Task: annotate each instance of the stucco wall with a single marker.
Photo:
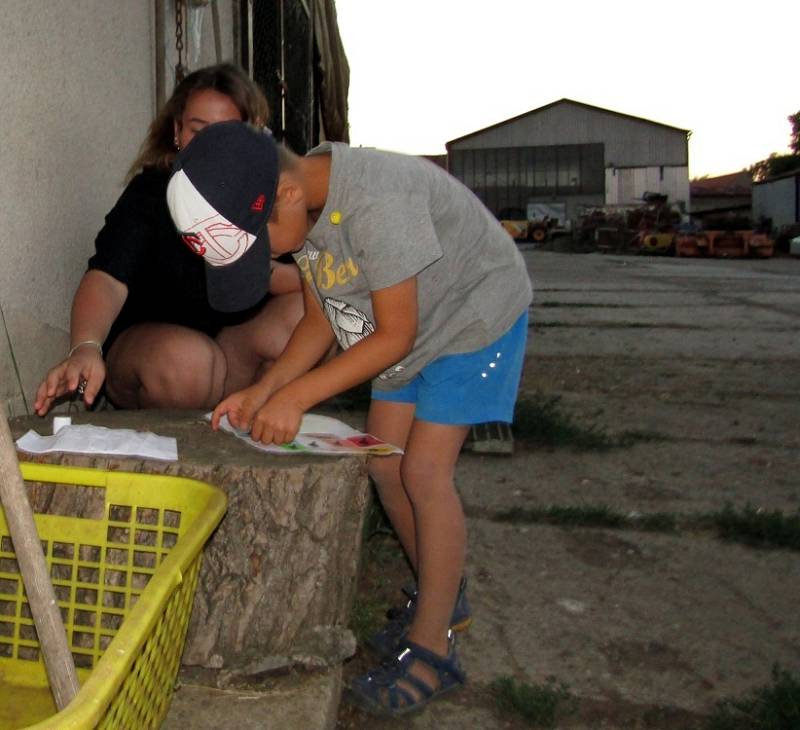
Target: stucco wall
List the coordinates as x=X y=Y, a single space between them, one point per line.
x=78 y=92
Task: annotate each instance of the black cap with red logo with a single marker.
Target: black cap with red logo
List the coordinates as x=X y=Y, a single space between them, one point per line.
x=220 y=197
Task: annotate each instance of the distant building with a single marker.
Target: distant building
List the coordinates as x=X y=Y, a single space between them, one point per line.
x=574 y=154
x=724 y=195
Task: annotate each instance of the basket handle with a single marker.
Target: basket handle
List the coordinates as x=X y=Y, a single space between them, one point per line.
x=41 y=596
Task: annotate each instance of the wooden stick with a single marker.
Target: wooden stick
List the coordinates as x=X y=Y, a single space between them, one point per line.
x=41 y=596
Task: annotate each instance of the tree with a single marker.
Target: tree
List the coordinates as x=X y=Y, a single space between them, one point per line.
x=777 y=164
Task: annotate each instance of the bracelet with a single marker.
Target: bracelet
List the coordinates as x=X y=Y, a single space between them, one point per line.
x=86 y=342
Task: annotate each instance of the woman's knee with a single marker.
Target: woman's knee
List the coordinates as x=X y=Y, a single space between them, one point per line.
x=166 y=367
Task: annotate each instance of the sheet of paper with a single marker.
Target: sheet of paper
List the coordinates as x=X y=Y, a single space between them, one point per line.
x=88 y=439
x=320 y=435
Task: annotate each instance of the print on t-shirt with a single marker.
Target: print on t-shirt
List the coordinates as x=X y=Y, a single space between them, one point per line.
x=349 y=324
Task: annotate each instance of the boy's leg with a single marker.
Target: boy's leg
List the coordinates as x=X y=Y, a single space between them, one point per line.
x=251 y=347
x=159 y=365
x=427 y=471
x=391 y=421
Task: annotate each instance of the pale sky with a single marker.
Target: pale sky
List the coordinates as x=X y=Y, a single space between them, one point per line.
x=424 y=72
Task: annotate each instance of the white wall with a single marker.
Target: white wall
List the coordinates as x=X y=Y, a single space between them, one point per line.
x=77 y=89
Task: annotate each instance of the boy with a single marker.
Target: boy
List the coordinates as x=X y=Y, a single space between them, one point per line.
x=425 y=293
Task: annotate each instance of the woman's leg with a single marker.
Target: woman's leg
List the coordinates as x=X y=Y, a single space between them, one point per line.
x=159 y=365
x=250 y=348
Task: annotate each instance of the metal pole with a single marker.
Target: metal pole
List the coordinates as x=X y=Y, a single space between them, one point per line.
x=33 y=568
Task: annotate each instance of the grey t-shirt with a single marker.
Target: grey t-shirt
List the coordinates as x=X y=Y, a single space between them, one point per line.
x=389 y=217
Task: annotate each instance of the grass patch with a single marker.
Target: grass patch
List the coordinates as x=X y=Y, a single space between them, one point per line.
x=539 y=704
x=540 y=420
x=758 y=528
x=773 y=707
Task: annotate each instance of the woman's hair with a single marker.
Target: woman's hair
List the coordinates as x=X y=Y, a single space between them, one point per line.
x=158 y=149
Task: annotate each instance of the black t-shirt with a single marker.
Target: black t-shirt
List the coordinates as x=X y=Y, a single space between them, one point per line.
x=138 y=245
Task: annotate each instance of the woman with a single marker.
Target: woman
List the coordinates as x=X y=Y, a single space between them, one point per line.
x=142 y=303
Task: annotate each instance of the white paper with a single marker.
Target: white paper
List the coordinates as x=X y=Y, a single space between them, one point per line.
x=320 y=435
x=88 y=439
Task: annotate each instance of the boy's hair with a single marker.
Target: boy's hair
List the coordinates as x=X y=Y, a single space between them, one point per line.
x=158 y=149
x=287 y=160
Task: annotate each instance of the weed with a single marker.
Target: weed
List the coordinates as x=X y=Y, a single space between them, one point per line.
x=656 y=522
x=366 y=616
x=756 y=527
x=600 y=516
x=773 y=707
x=539 y=704
x=576 y=305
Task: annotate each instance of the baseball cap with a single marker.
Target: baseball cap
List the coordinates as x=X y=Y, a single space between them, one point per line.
x=220 y=197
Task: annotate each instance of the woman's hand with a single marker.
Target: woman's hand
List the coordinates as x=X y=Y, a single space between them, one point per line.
x=85 y=366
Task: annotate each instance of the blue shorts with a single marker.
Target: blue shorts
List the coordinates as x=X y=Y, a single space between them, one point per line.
x=469 y=387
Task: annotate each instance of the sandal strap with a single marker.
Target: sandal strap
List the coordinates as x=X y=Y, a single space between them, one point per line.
x=447 y=668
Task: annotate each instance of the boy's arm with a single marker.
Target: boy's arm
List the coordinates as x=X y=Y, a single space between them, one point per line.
x=309 y=342
x=395 y=311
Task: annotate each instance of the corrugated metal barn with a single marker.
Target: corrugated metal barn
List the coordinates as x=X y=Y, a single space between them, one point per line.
x=572 y=153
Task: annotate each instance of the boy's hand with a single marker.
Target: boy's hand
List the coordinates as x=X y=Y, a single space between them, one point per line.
x=240 y=407
x=278 y=420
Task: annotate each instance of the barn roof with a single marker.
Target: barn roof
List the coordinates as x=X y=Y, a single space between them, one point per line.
x=556 y=103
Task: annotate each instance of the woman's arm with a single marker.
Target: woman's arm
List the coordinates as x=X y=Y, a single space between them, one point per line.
x=96 y=304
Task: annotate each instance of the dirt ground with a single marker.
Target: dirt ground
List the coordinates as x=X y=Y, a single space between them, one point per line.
x=647 y=629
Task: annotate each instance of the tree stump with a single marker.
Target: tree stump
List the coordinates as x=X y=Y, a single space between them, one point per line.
x=278 y=575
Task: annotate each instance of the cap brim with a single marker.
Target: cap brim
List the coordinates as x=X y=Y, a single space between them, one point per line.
x=244 y=283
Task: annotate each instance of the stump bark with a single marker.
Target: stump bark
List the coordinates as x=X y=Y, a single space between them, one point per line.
x=278 y=575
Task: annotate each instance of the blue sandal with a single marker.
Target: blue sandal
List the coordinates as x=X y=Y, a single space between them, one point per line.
x=387 y=642
x=386 y=691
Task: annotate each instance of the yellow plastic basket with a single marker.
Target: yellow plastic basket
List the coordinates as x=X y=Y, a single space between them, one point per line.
x=125 y=584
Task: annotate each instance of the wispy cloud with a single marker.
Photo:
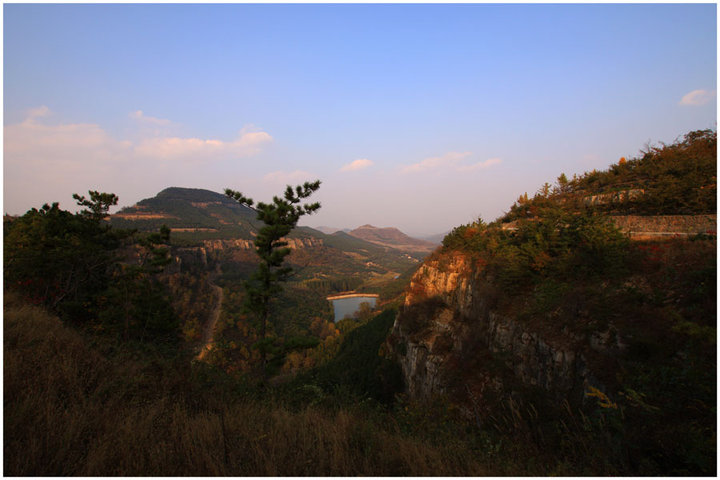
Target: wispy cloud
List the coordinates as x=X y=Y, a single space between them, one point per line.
x=142 y=118
x=280 y=177
x=359 y=164
x=697 y=97
x=479 y=165
x=451 y=161
x=46 y=159
x=169 y=148
x=448 y=160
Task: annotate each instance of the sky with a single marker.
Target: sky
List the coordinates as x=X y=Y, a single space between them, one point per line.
x=416 y=116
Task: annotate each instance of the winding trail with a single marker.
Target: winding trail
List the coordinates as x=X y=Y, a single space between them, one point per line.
x=209 y=330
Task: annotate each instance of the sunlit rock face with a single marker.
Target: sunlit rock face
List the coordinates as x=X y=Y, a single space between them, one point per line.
x=450 y=341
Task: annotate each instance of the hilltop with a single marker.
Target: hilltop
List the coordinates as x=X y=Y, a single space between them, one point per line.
x=393 y=238
x=559 y=323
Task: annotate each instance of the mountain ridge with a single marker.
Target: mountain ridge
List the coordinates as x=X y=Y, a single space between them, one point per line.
x=391 y=237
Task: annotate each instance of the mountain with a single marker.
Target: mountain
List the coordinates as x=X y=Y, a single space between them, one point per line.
x=436 y=239
x=392 y=238
x=575 y=299
x=189 y=211
x=331 y=230
x=210 y=229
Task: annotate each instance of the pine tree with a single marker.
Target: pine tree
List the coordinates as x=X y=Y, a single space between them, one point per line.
x=279 y=217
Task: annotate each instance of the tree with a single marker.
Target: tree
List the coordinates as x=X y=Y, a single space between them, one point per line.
x=279 y=217
x=59 y=259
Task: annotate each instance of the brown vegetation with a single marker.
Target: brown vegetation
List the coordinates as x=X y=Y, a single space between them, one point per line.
x=71 y=409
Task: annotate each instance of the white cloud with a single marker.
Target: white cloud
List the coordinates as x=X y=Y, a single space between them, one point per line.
x=168 y=148
x=141 y=117
x=479 y=165
x=452 y=161
x=296 y=177
x=359 y=164
x=448 y=160
x=48 y=161
x=697 y=97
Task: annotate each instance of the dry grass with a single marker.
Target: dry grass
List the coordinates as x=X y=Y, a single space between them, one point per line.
x=68 y=410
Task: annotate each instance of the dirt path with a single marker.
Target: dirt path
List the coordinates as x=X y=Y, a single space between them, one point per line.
x=209 y=330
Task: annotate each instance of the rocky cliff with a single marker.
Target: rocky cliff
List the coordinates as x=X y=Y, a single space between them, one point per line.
x=450 y=340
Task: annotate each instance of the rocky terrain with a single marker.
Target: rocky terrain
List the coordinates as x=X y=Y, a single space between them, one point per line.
x=392 y=238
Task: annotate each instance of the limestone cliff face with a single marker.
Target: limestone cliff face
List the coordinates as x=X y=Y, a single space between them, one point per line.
x=293 y=243
x=449 y=340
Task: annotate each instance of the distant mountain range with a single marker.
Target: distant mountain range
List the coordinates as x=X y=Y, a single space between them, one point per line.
x=393 y=238
x=197 y=214
x=331 y=230
x=224 y=229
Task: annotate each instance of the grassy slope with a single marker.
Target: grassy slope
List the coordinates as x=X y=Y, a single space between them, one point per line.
x=74 y=409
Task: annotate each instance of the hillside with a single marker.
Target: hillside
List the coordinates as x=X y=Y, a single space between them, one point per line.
x=393 y=238
x=559 y=304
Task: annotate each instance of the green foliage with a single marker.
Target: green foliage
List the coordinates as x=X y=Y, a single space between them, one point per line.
x=73 y=264
x=59 y=259
x=677 y=179
x=359 y=366
x=279 y=218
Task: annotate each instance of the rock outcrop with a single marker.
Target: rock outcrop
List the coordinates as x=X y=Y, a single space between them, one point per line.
x=449 y=340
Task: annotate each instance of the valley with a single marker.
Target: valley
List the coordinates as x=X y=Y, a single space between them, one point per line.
x=574 y=335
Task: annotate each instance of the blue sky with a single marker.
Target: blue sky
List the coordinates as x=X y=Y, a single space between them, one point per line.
x=421 y=117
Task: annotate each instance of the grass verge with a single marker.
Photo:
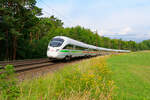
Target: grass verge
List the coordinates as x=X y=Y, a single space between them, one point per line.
x=131 y=73
x=87 y=80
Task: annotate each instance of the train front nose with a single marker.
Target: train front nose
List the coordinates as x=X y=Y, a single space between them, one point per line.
x=52 y=52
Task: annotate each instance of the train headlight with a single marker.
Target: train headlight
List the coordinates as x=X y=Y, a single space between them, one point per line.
x=57 y=50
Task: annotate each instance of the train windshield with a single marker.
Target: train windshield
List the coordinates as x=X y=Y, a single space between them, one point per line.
x=56 y=42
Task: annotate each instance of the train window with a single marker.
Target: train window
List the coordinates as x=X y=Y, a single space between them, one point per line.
x=69 y=46
x=56 y=42
x=80 y=48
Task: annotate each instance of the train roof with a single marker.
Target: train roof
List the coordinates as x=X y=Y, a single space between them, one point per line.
x=78 y=43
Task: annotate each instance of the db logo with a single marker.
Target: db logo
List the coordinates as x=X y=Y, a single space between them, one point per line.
x=52 y=50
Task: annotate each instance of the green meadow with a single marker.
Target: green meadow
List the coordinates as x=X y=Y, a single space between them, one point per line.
x=131 y=74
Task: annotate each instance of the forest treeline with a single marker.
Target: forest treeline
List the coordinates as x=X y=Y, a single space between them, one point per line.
x=25 y=35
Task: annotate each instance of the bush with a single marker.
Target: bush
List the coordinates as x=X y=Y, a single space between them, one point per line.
x=8 y=84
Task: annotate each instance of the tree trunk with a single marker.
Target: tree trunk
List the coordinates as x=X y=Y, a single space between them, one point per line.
x=7 y=48
x=30 y=37
x=14 y=47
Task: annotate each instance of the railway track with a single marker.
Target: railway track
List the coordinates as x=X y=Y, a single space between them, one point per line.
x=25 y=65
x=30 y=64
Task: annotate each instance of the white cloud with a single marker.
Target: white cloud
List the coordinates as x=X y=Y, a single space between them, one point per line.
x=100 y=17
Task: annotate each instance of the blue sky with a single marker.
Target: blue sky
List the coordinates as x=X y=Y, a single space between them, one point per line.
x=126 y=19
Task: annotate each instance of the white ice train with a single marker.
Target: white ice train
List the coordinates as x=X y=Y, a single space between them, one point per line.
x=61 y=47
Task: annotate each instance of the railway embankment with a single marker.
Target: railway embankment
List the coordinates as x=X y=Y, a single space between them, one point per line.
x=112 y=77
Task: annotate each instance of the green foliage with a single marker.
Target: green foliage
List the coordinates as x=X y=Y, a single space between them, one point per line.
x=8 y=83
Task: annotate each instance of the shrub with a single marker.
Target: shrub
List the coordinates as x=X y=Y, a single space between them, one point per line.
x=8 y=83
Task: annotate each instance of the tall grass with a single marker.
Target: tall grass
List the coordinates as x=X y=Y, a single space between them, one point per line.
x=87 y=80
x=131 y=73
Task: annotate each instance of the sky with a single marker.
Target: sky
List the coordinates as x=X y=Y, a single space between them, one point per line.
x=125 y=19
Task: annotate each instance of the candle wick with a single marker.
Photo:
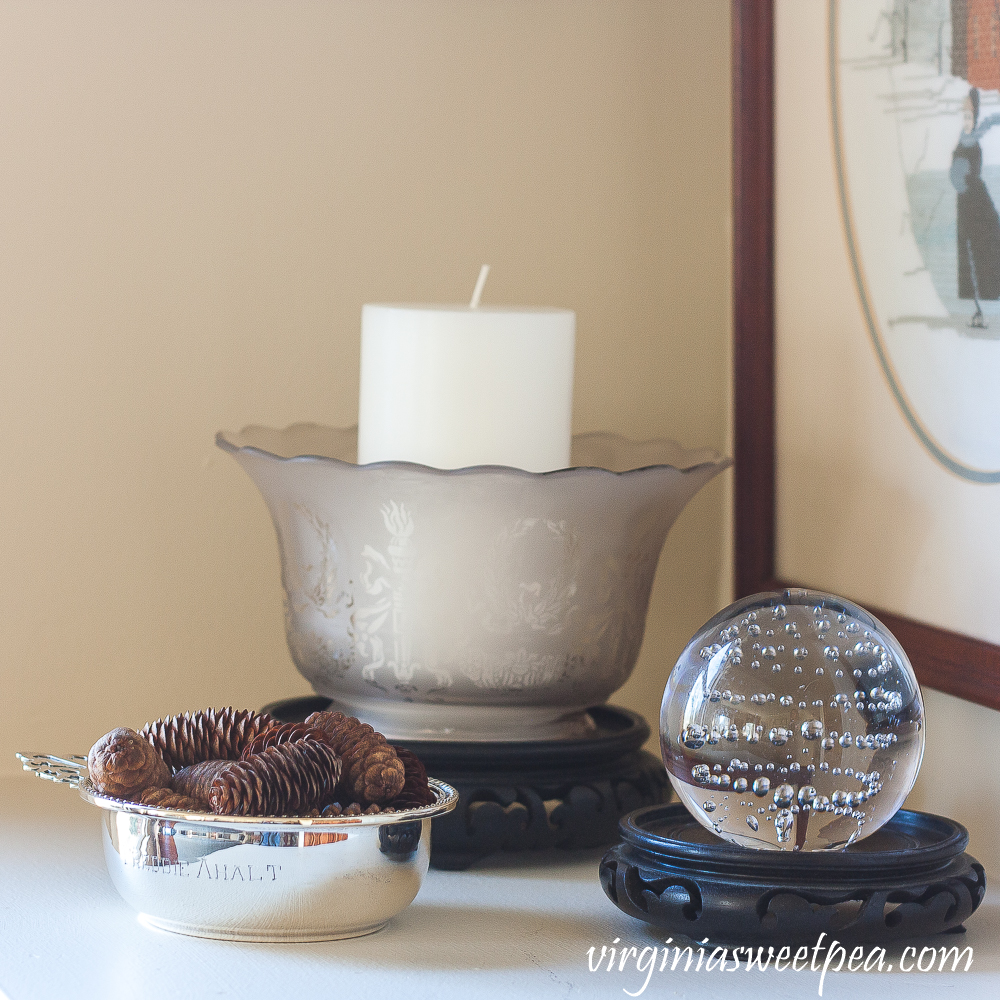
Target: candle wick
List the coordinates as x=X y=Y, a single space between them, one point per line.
x=477 y=293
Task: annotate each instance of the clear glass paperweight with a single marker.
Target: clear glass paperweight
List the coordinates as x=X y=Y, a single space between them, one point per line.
x=792 y=721
x=472 y=604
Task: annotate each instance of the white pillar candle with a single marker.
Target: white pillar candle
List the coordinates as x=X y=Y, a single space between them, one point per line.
x=454 y=386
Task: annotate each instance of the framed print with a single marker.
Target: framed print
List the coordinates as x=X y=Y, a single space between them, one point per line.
x=866 y=147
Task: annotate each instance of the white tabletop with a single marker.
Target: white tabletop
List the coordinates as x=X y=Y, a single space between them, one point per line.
x=511 y=926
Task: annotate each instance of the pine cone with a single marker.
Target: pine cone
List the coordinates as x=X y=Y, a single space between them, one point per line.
x=196 y=781
x=214 y=734
x=373 y=773
x=166 y=798
x=121 y=764
x=289 y=779
x=276 y=735
x=416 y=791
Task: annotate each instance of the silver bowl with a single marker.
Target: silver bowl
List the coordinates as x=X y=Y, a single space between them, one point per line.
x=258 y=879
x=474 y=604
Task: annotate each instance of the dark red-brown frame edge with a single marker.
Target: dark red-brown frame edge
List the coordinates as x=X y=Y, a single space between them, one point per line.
x=948 y=661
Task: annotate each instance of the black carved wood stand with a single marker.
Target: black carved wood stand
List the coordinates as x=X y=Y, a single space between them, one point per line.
x=908 y=879
x=532 y=796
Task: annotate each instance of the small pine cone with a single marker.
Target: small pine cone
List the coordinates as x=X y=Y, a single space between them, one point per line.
x=167 y=798
x=373 y=773
x=283 y=780
x=196 y=781
x=274 y=736
x=416 y=791
x=121 y=764
x=214 y=734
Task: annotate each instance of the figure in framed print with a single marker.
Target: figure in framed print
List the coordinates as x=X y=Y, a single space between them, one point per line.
x=915 y=101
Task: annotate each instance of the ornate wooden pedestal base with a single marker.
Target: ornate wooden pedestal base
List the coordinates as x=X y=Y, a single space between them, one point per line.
x=908 y=879
x=530 y=796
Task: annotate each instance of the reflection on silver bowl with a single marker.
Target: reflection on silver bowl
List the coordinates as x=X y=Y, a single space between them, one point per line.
x=474 y=604
x=259 y=879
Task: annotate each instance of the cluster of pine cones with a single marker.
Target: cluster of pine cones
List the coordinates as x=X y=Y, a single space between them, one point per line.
x=241 y=763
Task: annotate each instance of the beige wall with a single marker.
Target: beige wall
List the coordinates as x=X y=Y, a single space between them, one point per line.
x=196 y=199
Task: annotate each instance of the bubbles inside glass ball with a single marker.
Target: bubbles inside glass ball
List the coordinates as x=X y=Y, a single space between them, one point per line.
x=792 y=722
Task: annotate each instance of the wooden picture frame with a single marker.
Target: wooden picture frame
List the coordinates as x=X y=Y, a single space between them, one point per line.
x=948 y=661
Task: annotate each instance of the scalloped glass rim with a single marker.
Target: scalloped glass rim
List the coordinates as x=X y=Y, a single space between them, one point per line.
x=599 y=451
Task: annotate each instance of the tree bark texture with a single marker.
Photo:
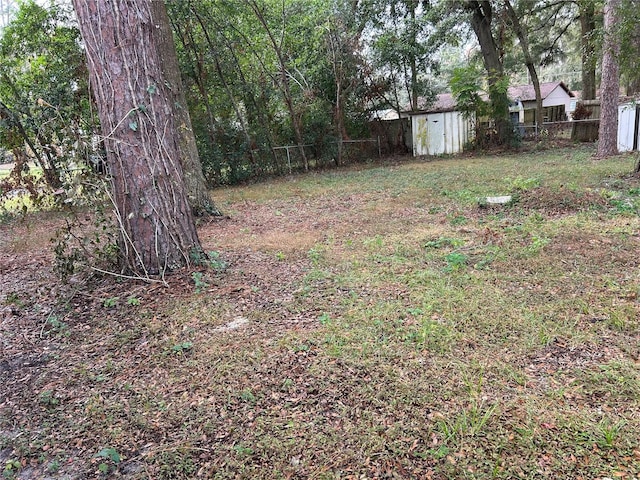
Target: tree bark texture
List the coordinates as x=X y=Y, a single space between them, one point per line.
x=136 y=107
x=609 y=84
x=588 y=28
x=523 y=38
x=196 y=186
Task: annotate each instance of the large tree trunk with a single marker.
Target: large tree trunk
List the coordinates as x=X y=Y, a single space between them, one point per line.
x=137 y=111
x=588 y=27
x=284 y=82
x=609 y=85
x=197 y=191
x=482 y=13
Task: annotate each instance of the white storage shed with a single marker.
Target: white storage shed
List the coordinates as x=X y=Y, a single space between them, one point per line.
x=628 y=123
x=440 y=129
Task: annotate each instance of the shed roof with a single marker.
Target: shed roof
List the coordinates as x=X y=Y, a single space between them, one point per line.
x=445 y=102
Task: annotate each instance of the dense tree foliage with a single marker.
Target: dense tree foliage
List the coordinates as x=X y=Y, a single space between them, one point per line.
x=287 y=83
x=45 y=111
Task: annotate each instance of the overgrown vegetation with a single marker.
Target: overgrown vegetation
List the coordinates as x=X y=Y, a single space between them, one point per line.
x=371 y=322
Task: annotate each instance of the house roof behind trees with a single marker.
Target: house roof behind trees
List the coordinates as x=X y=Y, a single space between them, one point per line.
x=446 y=102
x=526 y=93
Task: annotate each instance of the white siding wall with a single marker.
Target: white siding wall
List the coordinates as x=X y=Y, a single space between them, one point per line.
x=439 y=133
x=626 y=126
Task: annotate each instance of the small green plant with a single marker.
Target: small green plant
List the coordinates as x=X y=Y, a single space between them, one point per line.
x=241 y=450
x=443 y=242
x=48 y=399
x=200 y=284
x=133 y=301
x=248 y=396
x=315 y=255
x=211 y=260
x=523 y=184
x=54 y=466
x=11 y=468
x=455 y=261
x=325 y=319
x=182 y=348
x=608 y=433
x=110 y=302
x=56 y=326
x=458 y=220
x=13 y=299
x=536 y=245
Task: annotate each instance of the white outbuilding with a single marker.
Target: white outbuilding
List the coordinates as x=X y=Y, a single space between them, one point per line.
x=440 y=129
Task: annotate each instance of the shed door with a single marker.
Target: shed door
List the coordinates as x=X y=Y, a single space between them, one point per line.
x=626 y=127
x=436 y=133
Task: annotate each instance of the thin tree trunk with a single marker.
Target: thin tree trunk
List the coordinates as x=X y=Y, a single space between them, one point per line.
x=197 y=191
x=609 y=85
x=136 y=107
x=412 y=56
x=284 y=83
x=482 y=13
x=526 y=51
x=225 y=84
x=587 y=31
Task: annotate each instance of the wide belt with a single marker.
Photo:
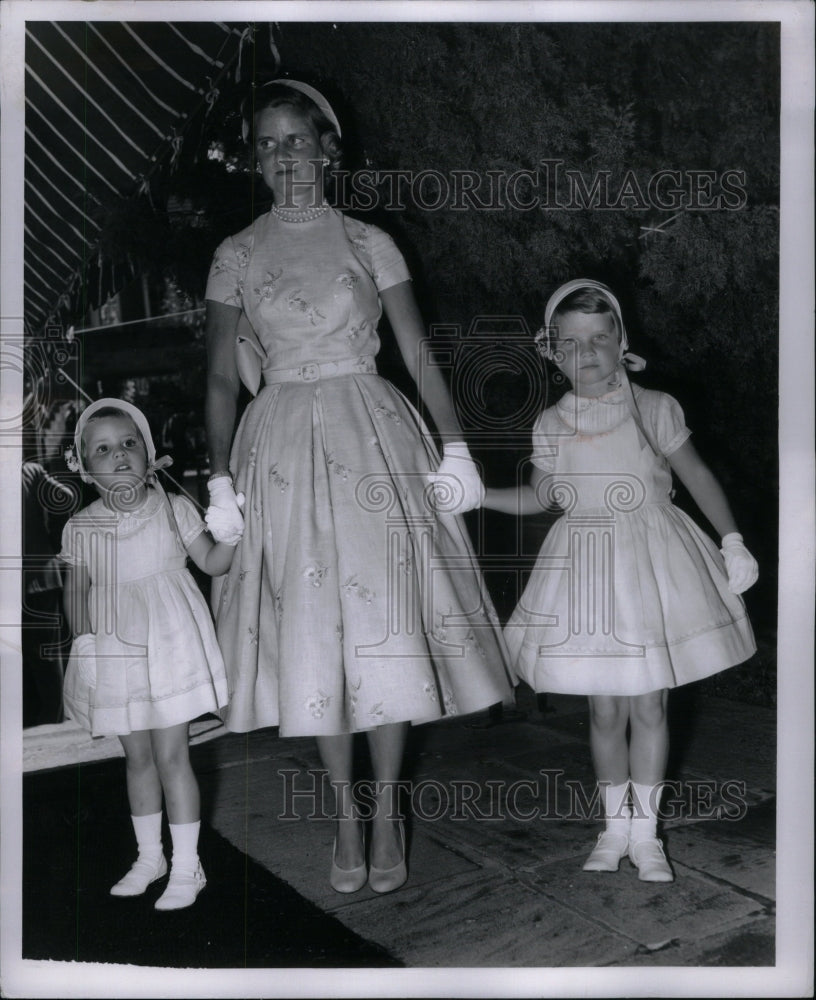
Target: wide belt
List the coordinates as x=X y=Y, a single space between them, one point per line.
x=313 y=371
::::::::
▶ **WHAT YOU HAVE TO DO**
Will you repeat the material above, but only from the line containing "Task: annotate each instance of the shed door" through its last line, exactly and without the pictures?

▶ **RESULT BELOW**
Task: annotate each instance of the shed door with a single marker.
Target: shed door
List the coordinates as x=X y=Y, a single space between them, one point per line.
x=626 y=127
x=436 y=133
Task: annotate each instance of the thin tree trunk with a single marker.
Target: thin tree trunk
List the coordinates as x=X y=Y, a single space between them, one point per line.
x=197 y=191
x=609 y=85
x=136 y=107
x=412 y=56
x=284 y=83
x=482 y=13
x=526 y=51
x=225 y=84
x=587 y=31
Task: annotate each instance of the wide belt with a single marker.
Photo:
Target: wide belt
List the coordinates as x=X y=Y, a single space between them, one point per line.
x=313 y=371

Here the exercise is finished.